BEGIN RECORDS FOR PROCESSING

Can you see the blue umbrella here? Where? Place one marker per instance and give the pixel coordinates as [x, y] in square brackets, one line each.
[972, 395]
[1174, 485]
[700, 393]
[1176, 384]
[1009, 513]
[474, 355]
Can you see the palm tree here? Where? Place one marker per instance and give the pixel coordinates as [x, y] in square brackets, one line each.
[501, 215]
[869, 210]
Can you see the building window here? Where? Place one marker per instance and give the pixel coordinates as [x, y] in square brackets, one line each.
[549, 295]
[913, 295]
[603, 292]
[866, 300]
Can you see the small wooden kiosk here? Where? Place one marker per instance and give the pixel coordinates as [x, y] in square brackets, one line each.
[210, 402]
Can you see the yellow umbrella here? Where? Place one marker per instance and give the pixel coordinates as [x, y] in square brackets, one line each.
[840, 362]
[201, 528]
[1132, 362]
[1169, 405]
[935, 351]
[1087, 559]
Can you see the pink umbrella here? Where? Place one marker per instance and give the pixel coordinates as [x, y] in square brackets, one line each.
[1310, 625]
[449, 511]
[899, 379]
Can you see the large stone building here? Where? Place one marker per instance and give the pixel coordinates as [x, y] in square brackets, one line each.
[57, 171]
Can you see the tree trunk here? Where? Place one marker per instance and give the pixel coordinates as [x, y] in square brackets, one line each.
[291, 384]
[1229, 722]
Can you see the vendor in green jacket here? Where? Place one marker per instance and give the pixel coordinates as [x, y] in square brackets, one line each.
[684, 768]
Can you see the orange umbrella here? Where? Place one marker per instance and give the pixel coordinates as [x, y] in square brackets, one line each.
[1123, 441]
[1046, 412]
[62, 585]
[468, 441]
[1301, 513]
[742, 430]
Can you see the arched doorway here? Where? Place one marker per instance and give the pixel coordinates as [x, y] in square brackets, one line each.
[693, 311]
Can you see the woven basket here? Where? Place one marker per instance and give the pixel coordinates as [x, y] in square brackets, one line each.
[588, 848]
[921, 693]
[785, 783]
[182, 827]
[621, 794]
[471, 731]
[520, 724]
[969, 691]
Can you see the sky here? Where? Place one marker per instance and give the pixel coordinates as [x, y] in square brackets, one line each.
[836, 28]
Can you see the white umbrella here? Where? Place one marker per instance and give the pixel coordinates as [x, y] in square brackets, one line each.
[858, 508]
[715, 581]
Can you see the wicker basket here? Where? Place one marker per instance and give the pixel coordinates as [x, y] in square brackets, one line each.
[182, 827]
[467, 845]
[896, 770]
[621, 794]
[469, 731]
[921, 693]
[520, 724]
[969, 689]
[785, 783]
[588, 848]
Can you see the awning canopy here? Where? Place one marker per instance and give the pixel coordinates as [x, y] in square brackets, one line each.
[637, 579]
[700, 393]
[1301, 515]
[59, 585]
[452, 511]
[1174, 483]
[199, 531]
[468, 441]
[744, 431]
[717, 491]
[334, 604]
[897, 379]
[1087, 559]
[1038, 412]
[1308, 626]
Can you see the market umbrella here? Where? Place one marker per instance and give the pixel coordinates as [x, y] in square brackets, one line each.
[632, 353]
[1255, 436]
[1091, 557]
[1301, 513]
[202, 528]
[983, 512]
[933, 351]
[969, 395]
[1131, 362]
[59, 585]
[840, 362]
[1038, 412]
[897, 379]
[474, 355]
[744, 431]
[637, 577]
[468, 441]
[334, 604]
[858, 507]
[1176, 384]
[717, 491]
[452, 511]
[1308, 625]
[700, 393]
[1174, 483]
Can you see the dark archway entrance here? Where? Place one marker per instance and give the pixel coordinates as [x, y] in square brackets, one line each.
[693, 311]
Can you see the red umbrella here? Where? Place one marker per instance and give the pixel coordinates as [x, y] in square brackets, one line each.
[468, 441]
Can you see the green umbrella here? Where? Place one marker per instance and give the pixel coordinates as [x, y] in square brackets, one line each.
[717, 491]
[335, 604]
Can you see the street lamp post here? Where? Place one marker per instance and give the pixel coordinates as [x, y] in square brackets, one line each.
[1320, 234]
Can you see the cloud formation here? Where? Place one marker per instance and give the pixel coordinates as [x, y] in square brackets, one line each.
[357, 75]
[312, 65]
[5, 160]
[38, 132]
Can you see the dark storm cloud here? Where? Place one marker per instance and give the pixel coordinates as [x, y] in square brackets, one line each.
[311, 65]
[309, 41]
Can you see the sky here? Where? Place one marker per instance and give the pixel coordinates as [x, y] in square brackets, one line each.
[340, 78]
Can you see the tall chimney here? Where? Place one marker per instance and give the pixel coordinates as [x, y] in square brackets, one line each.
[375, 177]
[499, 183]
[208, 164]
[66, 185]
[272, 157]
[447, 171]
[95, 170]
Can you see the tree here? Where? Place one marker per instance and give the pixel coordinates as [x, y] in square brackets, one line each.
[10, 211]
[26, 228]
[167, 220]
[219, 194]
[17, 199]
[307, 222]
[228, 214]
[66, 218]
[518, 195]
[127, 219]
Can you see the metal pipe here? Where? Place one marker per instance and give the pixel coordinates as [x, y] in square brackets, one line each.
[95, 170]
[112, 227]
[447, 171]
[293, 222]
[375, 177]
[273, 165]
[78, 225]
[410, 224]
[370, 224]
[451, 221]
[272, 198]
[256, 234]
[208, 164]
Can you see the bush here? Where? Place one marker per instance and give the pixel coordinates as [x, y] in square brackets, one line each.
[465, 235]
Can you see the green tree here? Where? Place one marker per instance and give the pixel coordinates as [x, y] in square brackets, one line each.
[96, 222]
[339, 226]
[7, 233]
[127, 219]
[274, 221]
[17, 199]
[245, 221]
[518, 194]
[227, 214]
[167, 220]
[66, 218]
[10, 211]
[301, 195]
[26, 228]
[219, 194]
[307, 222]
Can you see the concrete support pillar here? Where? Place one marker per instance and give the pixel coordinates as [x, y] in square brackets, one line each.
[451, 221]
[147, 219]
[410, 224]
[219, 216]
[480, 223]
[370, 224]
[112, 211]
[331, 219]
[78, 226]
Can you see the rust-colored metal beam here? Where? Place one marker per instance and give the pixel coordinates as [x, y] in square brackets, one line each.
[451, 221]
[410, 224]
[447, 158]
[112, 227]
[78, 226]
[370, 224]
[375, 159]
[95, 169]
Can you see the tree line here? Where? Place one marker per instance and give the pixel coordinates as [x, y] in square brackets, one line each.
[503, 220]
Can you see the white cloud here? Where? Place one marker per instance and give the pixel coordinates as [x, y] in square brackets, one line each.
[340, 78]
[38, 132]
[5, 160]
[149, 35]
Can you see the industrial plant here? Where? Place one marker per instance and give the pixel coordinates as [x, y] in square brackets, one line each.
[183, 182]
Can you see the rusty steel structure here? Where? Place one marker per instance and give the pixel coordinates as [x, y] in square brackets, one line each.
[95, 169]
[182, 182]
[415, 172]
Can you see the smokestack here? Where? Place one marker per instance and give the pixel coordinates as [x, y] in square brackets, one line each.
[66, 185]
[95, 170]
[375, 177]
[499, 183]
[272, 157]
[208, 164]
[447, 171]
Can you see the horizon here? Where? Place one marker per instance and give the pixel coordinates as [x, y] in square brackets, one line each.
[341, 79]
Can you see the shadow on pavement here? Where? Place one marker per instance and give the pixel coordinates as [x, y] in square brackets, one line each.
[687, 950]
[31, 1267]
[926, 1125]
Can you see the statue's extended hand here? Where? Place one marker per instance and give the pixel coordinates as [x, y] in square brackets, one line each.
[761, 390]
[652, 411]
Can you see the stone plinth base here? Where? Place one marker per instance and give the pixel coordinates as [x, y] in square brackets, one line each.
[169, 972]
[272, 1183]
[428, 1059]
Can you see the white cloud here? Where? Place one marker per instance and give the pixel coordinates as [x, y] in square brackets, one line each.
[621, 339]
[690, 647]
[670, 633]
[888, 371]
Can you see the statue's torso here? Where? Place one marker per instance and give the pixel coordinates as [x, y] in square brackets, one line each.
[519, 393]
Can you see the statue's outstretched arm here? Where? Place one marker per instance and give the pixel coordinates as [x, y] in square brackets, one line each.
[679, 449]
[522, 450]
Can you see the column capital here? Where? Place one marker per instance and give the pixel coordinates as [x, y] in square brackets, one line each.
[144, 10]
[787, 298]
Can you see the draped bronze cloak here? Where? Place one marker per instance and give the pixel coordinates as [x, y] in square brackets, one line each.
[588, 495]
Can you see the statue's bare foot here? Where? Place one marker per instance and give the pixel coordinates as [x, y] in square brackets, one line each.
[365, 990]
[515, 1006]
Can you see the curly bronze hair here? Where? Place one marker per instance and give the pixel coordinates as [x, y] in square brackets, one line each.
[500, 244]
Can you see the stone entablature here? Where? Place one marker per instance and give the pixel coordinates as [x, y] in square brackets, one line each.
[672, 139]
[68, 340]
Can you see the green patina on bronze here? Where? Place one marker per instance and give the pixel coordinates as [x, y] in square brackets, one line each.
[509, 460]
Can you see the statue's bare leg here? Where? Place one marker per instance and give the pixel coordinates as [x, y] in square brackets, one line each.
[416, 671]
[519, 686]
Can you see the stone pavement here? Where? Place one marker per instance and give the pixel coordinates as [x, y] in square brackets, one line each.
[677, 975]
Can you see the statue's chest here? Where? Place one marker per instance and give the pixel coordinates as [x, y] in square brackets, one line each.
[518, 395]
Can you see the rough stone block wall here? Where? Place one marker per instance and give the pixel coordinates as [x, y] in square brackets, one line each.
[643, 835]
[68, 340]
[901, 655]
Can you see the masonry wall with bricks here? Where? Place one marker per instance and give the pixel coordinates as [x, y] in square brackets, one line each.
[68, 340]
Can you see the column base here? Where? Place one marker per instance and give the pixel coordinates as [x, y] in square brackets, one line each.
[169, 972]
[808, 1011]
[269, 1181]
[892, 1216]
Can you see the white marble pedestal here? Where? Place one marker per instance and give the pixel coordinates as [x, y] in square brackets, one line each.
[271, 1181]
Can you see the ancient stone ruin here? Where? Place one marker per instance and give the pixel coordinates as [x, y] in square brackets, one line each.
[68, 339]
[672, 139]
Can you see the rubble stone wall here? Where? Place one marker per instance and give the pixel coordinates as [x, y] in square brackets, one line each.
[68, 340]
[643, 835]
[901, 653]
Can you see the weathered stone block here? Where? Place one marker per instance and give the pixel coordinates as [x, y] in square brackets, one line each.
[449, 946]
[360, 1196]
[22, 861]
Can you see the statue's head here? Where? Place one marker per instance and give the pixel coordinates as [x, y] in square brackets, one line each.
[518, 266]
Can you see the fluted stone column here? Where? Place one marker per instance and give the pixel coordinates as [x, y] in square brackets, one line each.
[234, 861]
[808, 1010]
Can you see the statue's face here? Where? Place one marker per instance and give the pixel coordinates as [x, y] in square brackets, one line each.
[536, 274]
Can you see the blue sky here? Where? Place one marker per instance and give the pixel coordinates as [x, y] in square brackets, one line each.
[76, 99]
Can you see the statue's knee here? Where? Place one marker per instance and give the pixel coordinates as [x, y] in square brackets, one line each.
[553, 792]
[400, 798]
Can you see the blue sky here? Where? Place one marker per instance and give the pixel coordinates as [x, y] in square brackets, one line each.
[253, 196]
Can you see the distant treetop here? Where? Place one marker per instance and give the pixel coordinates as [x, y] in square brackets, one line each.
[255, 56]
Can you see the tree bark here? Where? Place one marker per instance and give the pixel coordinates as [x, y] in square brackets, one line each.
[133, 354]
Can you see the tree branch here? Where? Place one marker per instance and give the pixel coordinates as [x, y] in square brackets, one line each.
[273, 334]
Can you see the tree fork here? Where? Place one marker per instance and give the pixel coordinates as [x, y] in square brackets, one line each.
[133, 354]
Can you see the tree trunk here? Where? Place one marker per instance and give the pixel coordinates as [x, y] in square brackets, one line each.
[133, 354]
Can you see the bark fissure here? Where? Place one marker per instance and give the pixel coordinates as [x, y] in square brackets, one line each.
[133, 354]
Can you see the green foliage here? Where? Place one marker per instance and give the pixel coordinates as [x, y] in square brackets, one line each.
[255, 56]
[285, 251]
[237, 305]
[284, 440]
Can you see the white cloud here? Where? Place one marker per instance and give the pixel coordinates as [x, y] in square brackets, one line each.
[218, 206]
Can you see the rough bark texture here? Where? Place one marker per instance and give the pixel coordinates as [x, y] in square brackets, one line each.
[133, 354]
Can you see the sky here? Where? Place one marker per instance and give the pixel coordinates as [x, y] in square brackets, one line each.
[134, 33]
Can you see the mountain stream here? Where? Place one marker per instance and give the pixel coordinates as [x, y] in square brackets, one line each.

END RECORDS FOR PROCESSING

* THE PROBLEM
Each line from the one containing "Can you see the green foliage" through the final line of the records must be repeated exactly, with no line added or dropped.

* SOLVED PROBLEM
Can you see the green foliage here? Where? Place one marker per instance and give the pixel coordinates as [x, y] in square brackets, one line each.
[255, 56]
[285, 251]
[237, 305]
[284, 440]
Can you see the white cloud here? Where? Place one marker per instance and give the pixel coordinates as [x, y] in square brackets, one line each.
[218, 206]
Can you see the rough bark texture here? Where? Place one marker per instance and give the pixel coordinates as [x, y] in square brackets, one line each.
[133, 354]
Can you see the sky here? Where? Place one marker per instance and give the pixel coordinates as [x, y] in square brackets, one line each.
[134, 33]
Can you see the mountain stream here? Where? Place one marker per instance and give the pixel coordinates as [x, y] in square brackets, one line each.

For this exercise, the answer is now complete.